[Dataset excerpt]
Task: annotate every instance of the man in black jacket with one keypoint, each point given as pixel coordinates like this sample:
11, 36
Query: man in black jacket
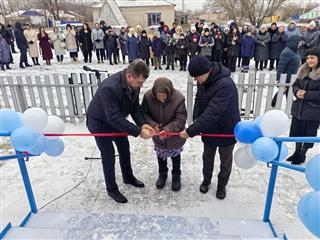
216, 111
116, 98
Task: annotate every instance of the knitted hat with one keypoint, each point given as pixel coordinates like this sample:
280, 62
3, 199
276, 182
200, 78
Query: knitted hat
198, 66
314, 51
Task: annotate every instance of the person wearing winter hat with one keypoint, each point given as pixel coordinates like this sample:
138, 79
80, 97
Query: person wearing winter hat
216, 111
164, 109
306, 107
310, 39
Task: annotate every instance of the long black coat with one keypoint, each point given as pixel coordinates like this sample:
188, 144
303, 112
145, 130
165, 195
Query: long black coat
277, 44
309, 107
85, 41
112, 104
216, 108
21, 40
144, 45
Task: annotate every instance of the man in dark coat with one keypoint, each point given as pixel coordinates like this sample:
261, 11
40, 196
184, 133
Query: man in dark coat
116, 98
289, 62
216, 111
22, 44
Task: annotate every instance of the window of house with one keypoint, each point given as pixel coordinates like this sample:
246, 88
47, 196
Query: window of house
154, 19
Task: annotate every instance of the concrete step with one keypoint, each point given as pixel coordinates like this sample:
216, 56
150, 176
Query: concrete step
133, 226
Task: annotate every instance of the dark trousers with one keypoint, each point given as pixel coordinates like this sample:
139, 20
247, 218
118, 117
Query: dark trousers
99, 54
304, 128
146, 60
170, 61
272, 63
106, 147
12, 47
23, 57
112, 54
183, 58
245, 62
60, 58
232, 63
176, 162
226, 156
261, 65
87, 56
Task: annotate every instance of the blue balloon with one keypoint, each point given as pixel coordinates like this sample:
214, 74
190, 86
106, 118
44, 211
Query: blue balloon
40, 145
9, 120
247, 132
265, 149
55, 147
313, 173
284, 152
309, 212
23, 139
258, 120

■ WRITTEN EXERCISE ■
Write out again the records starting with the line containing "Task: annotate every instance of the dark" and going on through the end of the records, with the requests included, and add -109 to every coordinate in the answers.

■ TASK OUTPUT ■
Task: annotate every instance of the dark trousers with one keypoint, each point given as pixel coordinates like this sample:
139, 20
247, 218
118, 117
Query: dark trousers
-10, -55
195, 19
37, -49
61, -48
163, -46
-3, 38
-97, -62
-86, -52
3, -55
74, -51
136, -47
-49, -51
123, -46
67, 53
117, 47
152, -44
-22, -53
Task: annotate every instance of the blue balloon with one keypoint, each point given as pixel coordinates like this sample:
214, 74
190, 86
106, 118
44, 211
Query: blue balloon
-69, 36
-100, 11
138, 23
156, 40
-54, 38
204, 64
175, 43
200, 103
-86, 30
149, 11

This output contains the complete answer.